### Selected text
···
Common Triggers for CRA Reviews
Learn the most common triggers for CRA reviews and how to avoid them. Understand what flags your tax return and steps to stay compliant with the Canada Revenue Agency.
12/2/20252 min read


Common Triggers for CRA Reviews: What Canadians Should Know
When you file your taxes, you expect the process to go smoothly. But sometimes, the Canada Revenue Agency (CRA) decides to take a closer look. A CRA review doesn’t always mean you did something wrong—however, certain situations and filing patterns can increase the chance of being selected.
In this article, we break down the most common triggers for CRA reviews and how you can reduce your risk with proper documentation and accurate reporting.
1. Large or Unusual Changes Compared to Previous Years
The CRA compares your tax return with your past filings. If something stands out, it may prompt a review.
Common examples include:
A sudden spike in income
A large drop in reported income
Significant increases in deductions or credits
New types of claims you’ve never filed before
Consistency matters. If you have legitimate changes, always keep supporting documents.
2. High Claims for Deductions or Credits
The CRA pays special attention to unusually high claims, especially for deductions that are commonly misused.
Areas often reviewed:
Employment expenses
Medical expenses
Tuition credits
Moving expenses
Business-related deductions
If your claims fall far above average, expect the CRA to ask for receipts or proof.
3. Self-Employment Income and Business Expenses
Individuals who run a business or do freelance work are more likely to be reviewed. The CRA wants to ensure business expenses are legitimate and reasonable.
Red flags include:
High expense-to-income ratio
Claiming personal expenses as business expenses
Cash-based businesses
Missing invoices or unclear bookkeeping
Good recordkeeping is essential if you’re self-employed.
4. Home Office and Vehicle Expense Claims
Since the pandemic, home office claims have increased—and so has CRA scrutiny.
The CRA often reviews:
Home office size vs. home size
Reasonableness of utilities and rent claims
Vehicle logbooks for mileage claims
Whether you qualify based on work-from-home requirements
Even small errors can trigger a review.
5. Discrepancies Between Employer/Bank Slips and Your Return
The CRA matches your T4s, T5s, and other tax slips with your return using automated systems.
A review may be triggered if:
You forget to include a slip
Information doesn’t match what your employer or bank submitted
There are errors in reported amounts
Always double-check your tax slips before filing.
6. Random Selection
Not all CRA reviews are triggered by a specific issue. Some are simply random checks done to maintain compliance across Canada. Even if nothing is wrong, you may be selected.
Being prepared with proper documentation helps the process go smoothly.
7. Rental Income Reporting Issues
Rental income is another area where reporting mistakes are common.
CRA may review if:
Rental income seems too low
Expense claims (such as repairs or mortgage interest) are unusually high
Capital cost allowance (CCA) appears excessive
Accurate records and receipts are key to avoiding problems.
···
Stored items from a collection
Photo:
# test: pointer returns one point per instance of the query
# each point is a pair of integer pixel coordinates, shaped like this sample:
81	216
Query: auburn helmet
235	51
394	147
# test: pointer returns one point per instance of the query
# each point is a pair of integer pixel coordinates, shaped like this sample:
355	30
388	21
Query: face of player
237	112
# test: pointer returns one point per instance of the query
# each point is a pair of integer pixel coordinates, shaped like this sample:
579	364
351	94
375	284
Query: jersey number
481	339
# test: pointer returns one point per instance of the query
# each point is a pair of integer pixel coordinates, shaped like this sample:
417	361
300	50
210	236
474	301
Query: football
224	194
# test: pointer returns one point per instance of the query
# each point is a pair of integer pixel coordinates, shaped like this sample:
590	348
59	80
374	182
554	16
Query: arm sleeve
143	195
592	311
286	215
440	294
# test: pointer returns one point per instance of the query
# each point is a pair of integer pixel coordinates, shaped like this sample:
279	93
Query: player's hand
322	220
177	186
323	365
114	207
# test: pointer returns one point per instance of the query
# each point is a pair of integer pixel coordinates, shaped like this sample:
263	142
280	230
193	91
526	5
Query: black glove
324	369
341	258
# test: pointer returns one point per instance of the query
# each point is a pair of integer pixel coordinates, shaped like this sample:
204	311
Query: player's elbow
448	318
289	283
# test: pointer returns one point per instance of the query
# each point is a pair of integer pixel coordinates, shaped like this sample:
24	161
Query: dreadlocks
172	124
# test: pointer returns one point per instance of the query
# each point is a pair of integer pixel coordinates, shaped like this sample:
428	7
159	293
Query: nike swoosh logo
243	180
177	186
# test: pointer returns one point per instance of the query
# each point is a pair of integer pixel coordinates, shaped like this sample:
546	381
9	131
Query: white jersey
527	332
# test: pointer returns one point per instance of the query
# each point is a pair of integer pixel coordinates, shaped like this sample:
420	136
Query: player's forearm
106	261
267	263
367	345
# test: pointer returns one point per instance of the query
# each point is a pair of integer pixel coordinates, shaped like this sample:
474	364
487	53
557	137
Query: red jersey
···
### Check your understanding
a) In the article on CRA review triggers, what does the CRA use to match T4s, T5s, and other tax slips with a return?
b) Reproduce the part of the article on CRA review triggers between "CRA may review" and "to avoiding problems.", inclusive.
Use only the article on CRA review triggers, not the listing.

### Answers for the tasks
a) Automated systems.

b)
CRA may review if:
Rental income seems too low
Expense claims (such as repairs or mortgage interest) are unusually high
Capital cost allowance (CCA) appears excessive
Accurate records and receipts are key to avoiding problems.